Data listing:
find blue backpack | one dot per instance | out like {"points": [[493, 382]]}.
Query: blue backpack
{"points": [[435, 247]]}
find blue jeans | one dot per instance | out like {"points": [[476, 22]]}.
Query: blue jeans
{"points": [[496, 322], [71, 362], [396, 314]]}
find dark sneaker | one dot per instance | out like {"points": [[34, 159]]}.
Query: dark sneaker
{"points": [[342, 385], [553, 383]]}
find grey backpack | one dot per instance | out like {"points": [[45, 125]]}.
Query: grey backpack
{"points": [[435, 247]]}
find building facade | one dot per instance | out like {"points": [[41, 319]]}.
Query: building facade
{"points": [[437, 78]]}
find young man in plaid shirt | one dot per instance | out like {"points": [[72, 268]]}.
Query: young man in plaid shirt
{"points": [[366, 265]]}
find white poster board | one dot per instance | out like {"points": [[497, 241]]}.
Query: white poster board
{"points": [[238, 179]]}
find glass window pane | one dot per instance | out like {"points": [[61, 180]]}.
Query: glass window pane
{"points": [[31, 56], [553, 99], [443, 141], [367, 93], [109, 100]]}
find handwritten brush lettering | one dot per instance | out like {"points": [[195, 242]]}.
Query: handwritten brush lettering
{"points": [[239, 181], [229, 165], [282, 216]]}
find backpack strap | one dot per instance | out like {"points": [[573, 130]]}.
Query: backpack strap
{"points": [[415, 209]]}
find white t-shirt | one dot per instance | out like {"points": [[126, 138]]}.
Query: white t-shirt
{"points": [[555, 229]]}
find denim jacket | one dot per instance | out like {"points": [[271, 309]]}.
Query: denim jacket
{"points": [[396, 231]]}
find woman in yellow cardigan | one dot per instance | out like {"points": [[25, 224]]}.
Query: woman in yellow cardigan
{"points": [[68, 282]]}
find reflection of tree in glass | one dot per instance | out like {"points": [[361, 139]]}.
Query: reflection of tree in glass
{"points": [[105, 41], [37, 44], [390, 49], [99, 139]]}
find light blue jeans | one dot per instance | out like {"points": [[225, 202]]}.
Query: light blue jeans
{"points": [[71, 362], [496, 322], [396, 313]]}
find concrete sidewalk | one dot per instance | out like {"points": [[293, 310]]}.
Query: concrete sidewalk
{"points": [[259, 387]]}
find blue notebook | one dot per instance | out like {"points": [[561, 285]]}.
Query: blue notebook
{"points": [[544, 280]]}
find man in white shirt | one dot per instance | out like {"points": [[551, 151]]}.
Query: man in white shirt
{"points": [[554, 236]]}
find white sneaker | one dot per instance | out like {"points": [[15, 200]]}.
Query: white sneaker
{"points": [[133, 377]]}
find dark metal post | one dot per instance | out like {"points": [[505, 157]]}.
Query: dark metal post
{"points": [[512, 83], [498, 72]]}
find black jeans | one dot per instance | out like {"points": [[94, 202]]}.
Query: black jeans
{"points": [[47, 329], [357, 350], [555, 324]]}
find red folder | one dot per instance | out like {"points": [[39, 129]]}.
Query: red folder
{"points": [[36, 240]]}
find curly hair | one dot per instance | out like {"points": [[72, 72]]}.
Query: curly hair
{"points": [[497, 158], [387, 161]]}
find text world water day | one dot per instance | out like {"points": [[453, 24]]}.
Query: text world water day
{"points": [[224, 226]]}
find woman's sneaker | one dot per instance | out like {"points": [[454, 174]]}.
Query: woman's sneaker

◆ **What is asked**: Your task is to output the full set of records exactly as presented.

◆ **Response to the exercise**:
find blue backpack | one dot per instance | out like {"points": [[493, 382]]}.
Query: blue backpack
{"points": [[435, 247]]}
find blue jeans | one dot per instance | out like {"points": [[476, 22]]}.
Query: blue jeans
{"points": [[496, 322], [71, 362], [396, 314]]}
find dark sneaker | one dot per instance | out like {"points": [[34, 159]]}.
Query: dark sneaker
{"points": [[342, 385], [553, 383]]}
find grey backpack | one dot per instance | out like {"points": [[45, 125]]}.
Query: grey backpack
{"points": [[435, 247]]}
find building facade | one dot per instance | out like {"points": [[41, 319]]}.
Query: building facade
{"points": [[437, 78]]}
find young man in plaid shirt | one dot per instance | out like {"points": [[72, 268]]}.
Query: young man in plaid shirt
{"points": [[366, 265]]}
find white poster board | one dot per instance | out like {"points": [[497, 241]]}.
Query: white poster board
{"points": [[238, 179]]}
find glass window pane | one dot per instance | out like {"points": [[61, 180]]}.
Query: glass window pane
{"points": [[31, 56], [553, 99], [443, 141], [367, 93], [109, 100]]}
find handwritten brush lettering | one dot per instance | out like {"points": [[195, 242]]}.
Query: handwritten brush lettering
{"points": [[239, 181], [229, 165], [282, 216]]}
find backpack strap | one dot per instance | out like {"points": [[573, 130]]}.
Query: backpack strap
{"points": [[415, 209]]}
find white t-shirt | one dot per instance | out like {"points": [[126, 138]]}.
Query: white t-shirt
{"points": [[555, 229]]}
find denim jacket | one dot per instance | out like {"points": [[271, 309]]}.
Query: denim jacket
{"points": [[396, 231]]}
find woman in yellow cardigan | one dot per instance | out like {"points": [[25, 224]]}.
Query: woman in yellow cardigan
{"points": [[68, 282]]}
find reflection of tree in glass | one dot per instance | out like {"points": [[361, 139]]}.
Query: reflection of tree in glass
{"points": [[105, 41], [37, 44], [390, 49], [99, 139]]}
find light blue jeans | one dot per instance | out like {"points": [[225, 202]]}.
Query: light blue jeans
{"points": [[71, 362], [496, 322], [396, 313]]}
find concrete sidewalk | one dot per instance | out like {"points": [[293, 310]]}.
Query: concrete sidewalk
{"points": [[259, 387]]}
find blue notebook | one dot per instance | out like {"points": [[561, 285]]}.
Query: blue notebook
{"points": [[544, 280]]}
find man in white shirt | one dot per instance | out like {"points": [[551, 151]]}.
Query: man in white shirt
{"points": [[554, 236]]}
find white sneaker | one dot per instance | out like {"points": [[15, 200]]}.
Query: white sneaker
{"points": [[133, 377]]}
find dark metal post | one dot per instance | out like {"points": [[505, 157]]}.
Query: dark metal post
{"points": [[512, 83], [498, 72]]}
find black jeans | one dot per instance | out like {"points": [[94, 202]]}.
Query: black jeans
{"points": [[47, 329], [357, 350], [555, 324]]}
find red folder | one dot per instance | out like {"points": [[39, 129]]}.
Query: red folder
{"points": [[36, 240]]}
find curly hair | one dot per instance | out like {"points": [[72, 72]]}.
Query: curly hair
{"points": [[497, 158], [387, 161]]}
find text world water day | one dot per instance | out like {"points": [[453, 24]]}.
Query: text world water day
{"points": [[224, 226]]}
find woman's sneaker | one dot per instance | out like {"points": [[454, 174]]}.
Query: woman's sneaker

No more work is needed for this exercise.